■ **Objetivo**
Muestra cada una de las filas que contienen la palabra "Target", distinguiendo entre mayúsculas y minúsculas.

■ **Materiales proporcionados**

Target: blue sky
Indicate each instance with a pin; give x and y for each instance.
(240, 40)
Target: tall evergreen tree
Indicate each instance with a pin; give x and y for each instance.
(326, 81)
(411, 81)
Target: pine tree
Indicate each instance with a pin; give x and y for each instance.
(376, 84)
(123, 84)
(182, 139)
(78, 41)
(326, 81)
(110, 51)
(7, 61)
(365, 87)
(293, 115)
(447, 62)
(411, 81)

* * *

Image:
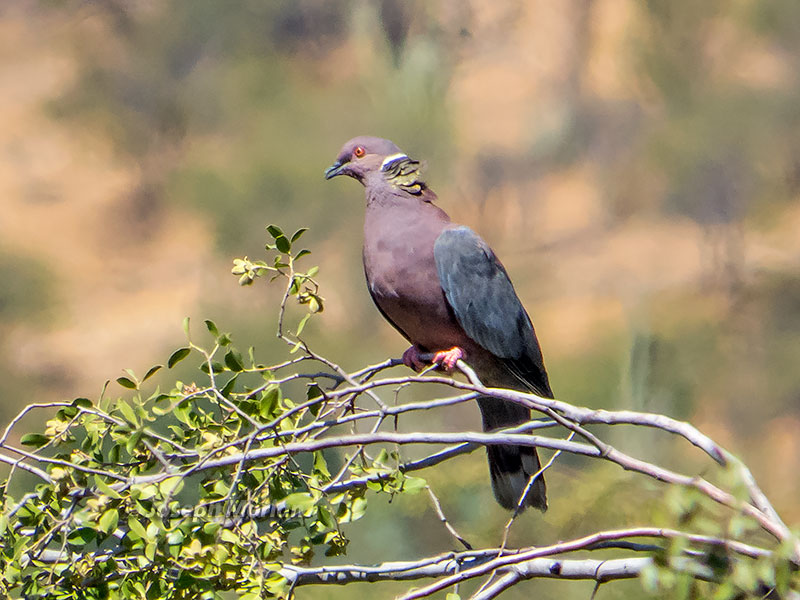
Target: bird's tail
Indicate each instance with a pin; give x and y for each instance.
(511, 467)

■ **Respuesta final**
Target: blue sky
Target: tall evergreen tree
Target: pine tree
Target: bird's tail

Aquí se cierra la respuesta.